Each line below is to be written out once more, precisely as given.
═════ Dataset content ═════
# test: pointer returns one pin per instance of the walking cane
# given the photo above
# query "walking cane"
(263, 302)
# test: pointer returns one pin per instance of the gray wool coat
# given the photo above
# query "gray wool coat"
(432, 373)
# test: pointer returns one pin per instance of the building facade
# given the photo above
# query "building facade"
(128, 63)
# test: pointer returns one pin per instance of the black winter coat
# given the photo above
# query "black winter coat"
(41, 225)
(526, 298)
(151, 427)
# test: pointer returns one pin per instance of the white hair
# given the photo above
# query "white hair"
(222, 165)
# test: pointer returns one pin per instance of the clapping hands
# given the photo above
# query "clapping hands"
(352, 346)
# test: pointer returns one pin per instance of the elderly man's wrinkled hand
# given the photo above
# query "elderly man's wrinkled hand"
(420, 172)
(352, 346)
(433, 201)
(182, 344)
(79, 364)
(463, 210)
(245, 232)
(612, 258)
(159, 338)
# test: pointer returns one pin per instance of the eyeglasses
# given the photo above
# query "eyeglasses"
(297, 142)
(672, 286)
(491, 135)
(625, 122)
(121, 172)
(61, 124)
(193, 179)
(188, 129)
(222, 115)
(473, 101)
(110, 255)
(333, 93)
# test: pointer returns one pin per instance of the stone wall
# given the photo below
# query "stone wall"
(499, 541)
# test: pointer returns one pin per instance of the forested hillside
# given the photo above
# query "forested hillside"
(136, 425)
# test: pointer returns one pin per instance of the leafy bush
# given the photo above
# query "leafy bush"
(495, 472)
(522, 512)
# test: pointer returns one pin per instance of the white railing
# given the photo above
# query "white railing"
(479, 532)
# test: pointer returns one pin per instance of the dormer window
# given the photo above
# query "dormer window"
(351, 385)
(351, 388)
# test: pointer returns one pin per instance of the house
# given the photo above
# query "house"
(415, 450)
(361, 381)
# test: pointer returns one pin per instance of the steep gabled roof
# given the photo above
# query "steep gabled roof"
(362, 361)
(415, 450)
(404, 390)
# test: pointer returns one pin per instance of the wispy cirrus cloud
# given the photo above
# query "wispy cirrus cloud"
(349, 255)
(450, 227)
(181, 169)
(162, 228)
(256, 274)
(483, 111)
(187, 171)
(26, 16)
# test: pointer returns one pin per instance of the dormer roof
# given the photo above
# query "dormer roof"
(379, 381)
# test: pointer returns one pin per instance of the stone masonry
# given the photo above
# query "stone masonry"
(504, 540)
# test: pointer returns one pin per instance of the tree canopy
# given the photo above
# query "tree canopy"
═════
Exercise solution -
# test: pointer returns one pin per instance of the walking cane
# given the photo above
# query "walking cane"
(263, 302)
# test: pointer returns one pin per instance of the gray wool coat
# given the photo above
# query "gray wool coat"
(432, 373)
# test: pointer returns one pin per instance of the building facade
# given the photo above
# query "building facade"
(128, 63)
# test: pointer returns one pin per instance of the black winter coat
# given the photo above
# query "black winter coat"
(41, 225)
(526, 298)
(151, 427)
# test: pointer returns one pin per instance of the white hair
# given the photo above
# query "white hair"
(222, 165)
# test: pointer returns one pin per instance of the clapping hands
# given the photo above
# query "clapping hands"
(352, 346)
# test: pointer returns one pin per instance of the elderly man's wrinkled hand
# given the photo above
# query "elderly man's wrinkled hand"
(420, 172)
(352, 346)
(433, 201)
(182, 344)
(79, 364)
(463, 210)
(245, 232)
(612, 258)
(159, 338)
# test: pointer returns one pin per instance of the eyeglasses
# given the photo above
# query "eyeglasses"
(297, 142)
(672, 286)
(491, 135)
(625, 122)
(121, 172)
(61, 124)
(193, 179)
(188, 129)
(222, 115)
(473, 101)
(110, 255)
(333, 93)
# test: pointer returns one pin per instance of the stone wall
# given the photo below
# query "stone wall"
(499, 541)
# test: pointer returns one pin per instance of the forested hillside
# given the photo above
# query "forested hillside"
(136, 425)
# test: pointer returns one pin per instance of the leafy bush
# given the photo above
# query "leafy bush"
(495, 472)
(522, 512)
# test: pointer returns one pin per instance of the white railing
# given the photo above
# query "white railing"
(479, 532)
# test: pointer returns one pin per instance of the dormer window
# given the photo above
# query "dormer window"
(351, 385)
(351, 388)
# test: pointer returns one pin per instance of the house
# given the photo above
# query "house"
(415, 450)
(361, 381)
# test: pointer returns one pin per instance of the steep gabled roof
# given the photo above
# query "steep gabled roof"
(362, 361)
(415, 450)
(404, 390)
# test: pointer returns one pin per instance of the wispy cirrus cloud
# given the photo above
# query "wispy cirrus cloud"
(349, 255)
(450, 227)
(181, 169)
(162, 228)
(256, 274)
(483, 111)
(187, 171)
(26, 16)
# test: pointer returns one pin per instance of the dormer roof
# given the photo above
# query "dormer roof"
(379, 381)
# test: pointer returns one pin per instance of the stone masonry
# given the photo above
# query "stone masonry"
(504, 540)
# test: pointer returns one pin per instance of the tree canopy
# given the photo above
# query "tree canopy"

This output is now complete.